RECORDS FOR THE TASK below:

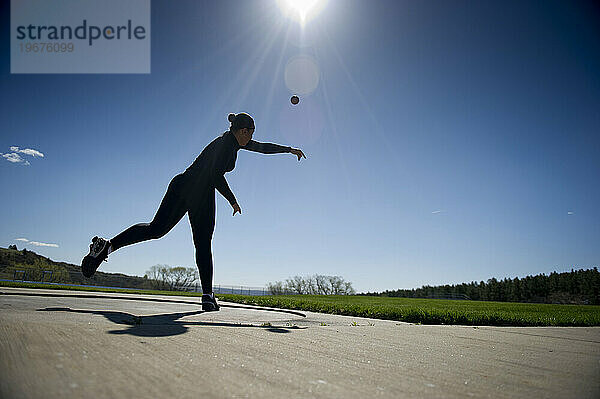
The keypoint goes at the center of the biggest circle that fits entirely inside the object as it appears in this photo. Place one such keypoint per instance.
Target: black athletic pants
(178, 200)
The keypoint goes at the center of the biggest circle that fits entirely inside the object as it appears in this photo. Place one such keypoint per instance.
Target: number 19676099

End of RECORDS FOR THE TASK.

TRY IT: Print all the lines above again exactly, without any pictures.

RESULT OF THIS EXERCISE:
The keypoint goes at the center of the biggest circle that fits entirely inside the object as it appears in this photo. Place one such keypoint per instance.
Target: black athletic pants
(178, 200)
The keypoint goes at the center of the biggest circle that fits entirely inside the object as it appears in this photo. Place one such keypoint per instance.
Target: number 19676099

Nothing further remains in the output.